Нет, сейчас уже нет. И даже не потому, что экран это экран и то, что происходит на экране, не имеет никакого отношения к реальности… Но вот, пожалуй, когда я в первый раз увидел “120 дней Содома” – это была та картина, на которой в первый раз мне было по-настоящему страшно. Как нам известно, Пазолини не стало сразу вскоре после того, как эта картина вышла на экраны. А он же этим фильмом, закончив трилогию Жизни, хотел начать трилогию Смерти. Жаль, что мы никогда не узнаем, чем это закончится, к чему бы он пришел после “Содома”.

Неужели вас не пугала “квартирная трилогия” Полански? “Жилец” – один из самых жутких фильмов всех времен и народов.

Мне кажется, Полански всегда обладал известной долей самоиронии. Чего не было у того же Пазолини, он слишком серьезен. А Полански самоироничен в каждом фильме – от “Жильца” до “Горькой луны” и “Венеры в мехах”. При всей серьезности там всегда есть пространство, которое он оставляет для того, чтобы мы могли посмеяться и над самими собой, и над ним как режиссером. И даже в “Жильце” – люблю роман Роланда Топора и фильм – даже там есть пространство для смеха. Полански в этой картине отчасти смеется над самим собой, как над человеком, у которого был шанс потерять самого себя после выхода из гетто, возможность не стать самим собой. Фильм отчасти о том, как можно перестать быть самим собой или оставаться собой – и где эти векторы, как они расходятся и сходятся. Когда мы перестаем быть самими собой и когда мы ими остаемся? Возможно, мы никогда не станем самими собой. Или, возможно, будем. На самом деле жизнь – это некий поиск совпадения себя с собой. Вообще, можем ли мы быть самими собой – это один из главных вопросов.

■ Фрагменты записей:
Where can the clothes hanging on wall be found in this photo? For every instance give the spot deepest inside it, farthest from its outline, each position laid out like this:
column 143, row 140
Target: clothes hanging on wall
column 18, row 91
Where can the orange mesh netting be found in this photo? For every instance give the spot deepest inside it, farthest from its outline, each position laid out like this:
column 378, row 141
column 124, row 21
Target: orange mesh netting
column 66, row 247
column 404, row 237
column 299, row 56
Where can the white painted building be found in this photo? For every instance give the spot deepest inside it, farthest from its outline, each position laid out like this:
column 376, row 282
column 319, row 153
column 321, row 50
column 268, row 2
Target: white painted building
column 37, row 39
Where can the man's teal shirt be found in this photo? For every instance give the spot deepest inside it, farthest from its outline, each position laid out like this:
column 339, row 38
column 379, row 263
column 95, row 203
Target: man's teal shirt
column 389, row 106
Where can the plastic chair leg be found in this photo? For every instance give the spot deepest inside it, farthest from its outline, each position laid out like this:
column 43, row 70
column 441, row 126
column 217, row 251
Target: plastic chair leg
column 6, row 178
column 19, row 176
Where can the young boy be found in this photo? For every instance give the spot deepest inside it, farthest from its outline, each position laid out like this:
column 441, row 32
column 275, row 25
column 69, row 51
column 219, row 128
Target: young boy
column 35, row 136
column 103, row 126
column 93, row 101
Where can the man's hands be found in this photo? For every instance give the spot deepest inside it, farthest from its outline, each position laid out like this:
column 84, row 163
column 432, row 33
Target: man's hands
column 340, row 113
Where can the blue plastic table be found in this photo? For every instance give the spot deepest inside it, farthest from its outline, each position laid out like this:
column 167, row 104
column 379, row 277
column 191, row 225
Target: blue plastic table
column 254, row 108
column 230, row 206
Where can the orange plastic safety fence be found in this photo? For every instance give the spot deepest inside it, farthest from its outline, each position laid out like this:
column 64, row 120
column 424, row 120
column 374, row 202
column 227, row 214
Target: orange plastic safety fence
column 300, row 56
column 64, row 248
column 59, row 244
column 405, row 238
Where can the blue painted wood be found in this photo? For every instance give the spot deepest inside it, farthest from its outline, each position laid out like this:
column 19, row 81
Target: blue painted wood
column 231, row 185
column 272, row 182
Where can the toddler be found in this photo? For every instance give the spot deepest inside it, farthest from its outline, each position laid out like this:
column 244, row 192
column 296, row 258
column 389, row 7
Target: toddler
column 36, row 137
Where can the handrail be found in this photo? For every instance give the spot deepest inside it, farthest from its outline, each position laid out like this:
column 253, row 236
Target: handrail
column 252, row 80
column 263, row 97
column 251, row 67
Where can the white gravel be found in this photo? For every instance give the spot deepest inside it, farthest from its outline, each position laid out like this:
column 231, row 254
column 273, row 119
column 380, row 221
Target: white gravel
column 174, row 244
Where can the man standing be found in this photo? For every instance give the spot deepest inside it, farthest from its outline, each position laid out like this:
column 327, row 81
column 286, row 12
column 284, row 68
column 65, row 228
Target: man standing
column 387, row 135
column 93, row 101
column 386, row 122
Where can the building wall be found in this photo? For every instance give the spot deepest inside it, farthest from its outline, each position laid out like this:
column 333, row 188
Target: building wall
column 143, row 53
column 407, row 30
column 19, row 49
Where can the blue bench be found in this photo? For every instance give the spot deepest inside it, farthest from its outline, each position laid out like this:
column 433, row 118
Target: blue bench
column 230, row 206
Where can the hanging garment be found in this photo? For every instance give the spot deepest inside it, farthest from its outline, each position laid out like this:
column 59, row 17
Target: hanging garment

■ Условия заданий:
(1) Перепишите фрагмент текста, который начинается словами, содержащими «Нет, сейчас уже», и заканчивается словами «времен и народов.», заменив «трилогию» на «серию».
(2) Выпишите без изменений часть записей, которая начинается строкой, содержащей «Where can the building», и идёт до самого конца записей, включая обе границы.
Записи с текстом никак не связаны.

■ Решения заданий:
(1)
Нет, сейчас уже нет. И даже не потому, что экран это экран и то, что происходит на экране, не имеет никакого отношения к реальности… Но вот, пожалуй, когда я в первый раз увидел “120 дней Содома” – это была та картина, на которой в первый раз мне было по-настоящему страшно. Как нам известно, Пазолини не стало сразу вскоре после того, как эта картина вышла на экраны. А он же этим фильмом, закончив серию Жизни, хотел начать серию Смерти. Жаль, что мы никогда не узнаем, чем это закончится, к чему бы он пришел после “Содома”.

Неужели вас не пугала “квартирная трилогия” Полански? “Жилец” – один из самых жутких фильмов всех времен и народов.

(2)
Where can the building wall be found in this photo? For every instance give the spot deepest inside it, farthest from its outline, each position laid out like this:
column 333, row 188
Target: building wall
column 143, row 53
column 407, row 30
column 19, row 49
Where can the blue bench be found in this photo? For every instance give the spot deepest inside it, farthest from its outline, each position laid out like this:
column 433, row 118
Target: blue bench
column 230, row 206
Where can the hanging garment be found in this photo? For every instance give the spot deepest inside it, farthest from its outline, each position laid out like this:
column 59, row 17
Target: hanging garment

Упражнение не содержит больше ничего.